- _Required work_:
#1 In the text on Czech funding for Libya, repeat the passage from "By providing funding" up to and including "of these conditions?".
#2 According to the text on Czech funding for Libya, how many people were internally displaced by the clashes between militias and government forces?

By providing funding to agents of the failed state that is Libya with a view of stopping the attempts of desperate people to reach Europe, the Czech government is greatly contributing to human suffering. Here is a quote from a recent report about Libya, published by the Human Rights Watch. Mr Hamáček is not aware of these conditions?



"Political divisions and armed strife continued to plague Libya as two governments vied for legitimacy and control of the country, and United Nations’ efforts to unify the feuding parties flagged.

"Clashes between militias and forces loyal to these governments decimated the economy and public services, including the public health system, law enforcement, and the judiciary, and caused the internal displacement of over 200,000 people.  

"Armed groups throughout the country, some of them affiliated with one or the other of the competing governments, executed persons extrajudicially, attacked civilians and civilian properties, abducted and disappeared people, and imposed sieges on civilians in the eastern cities of Derna and Benghazi.

- _Dataset extract_:
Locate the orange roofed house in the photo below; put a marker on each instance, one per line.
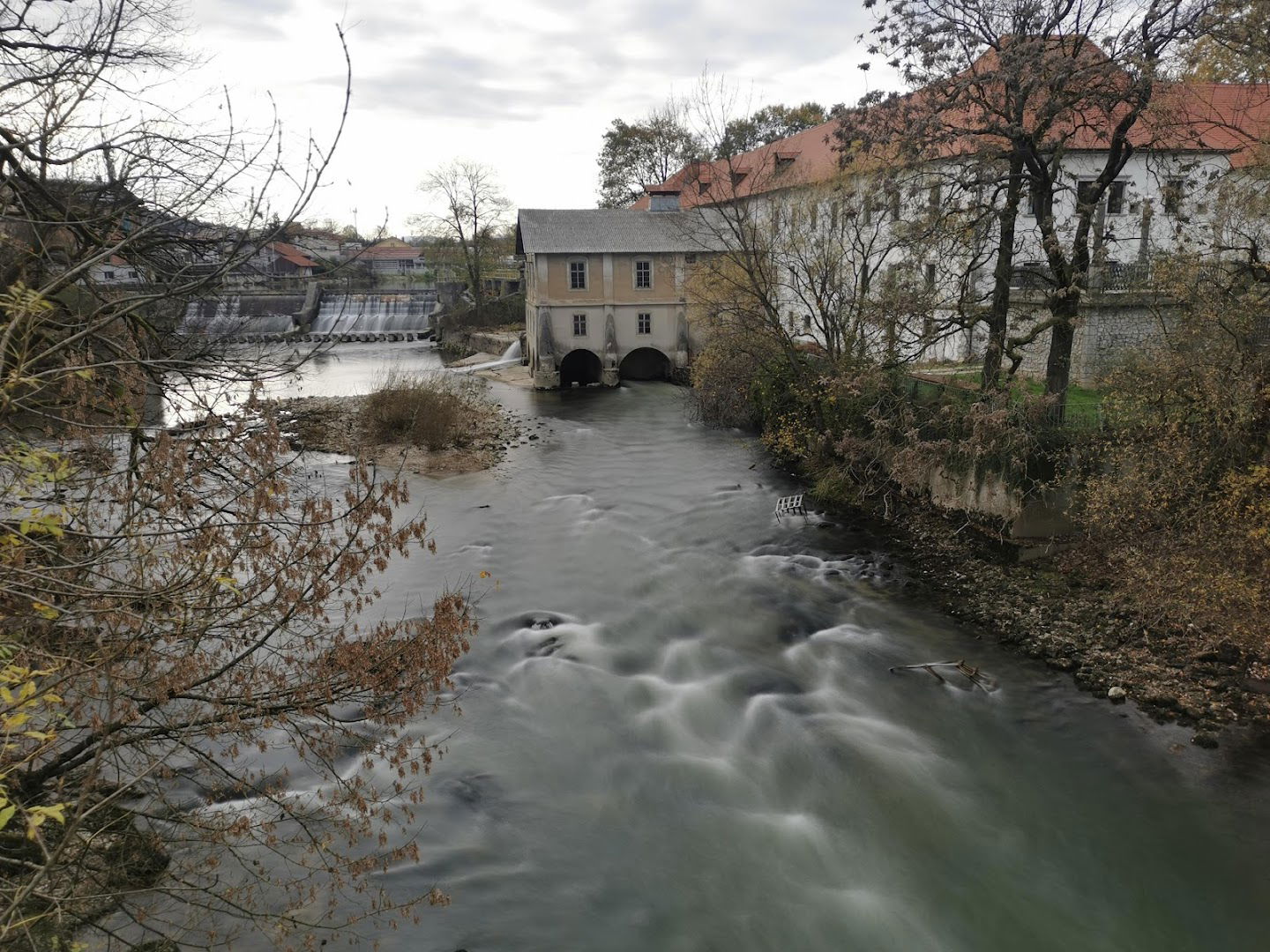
(1181, 190)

- _Results of the exercise_:
#1
By providing funding to agents of the failed state that is Libya with a view of stopping the attempts of desperate people to reach Europe, the Czech government is greatly contributing to human suffering. Here is a quote from a recent report about Libya, published by the Human Rights Watch. Mr Hamáček is not aware of these conditions?

#2 Over 200,000 people.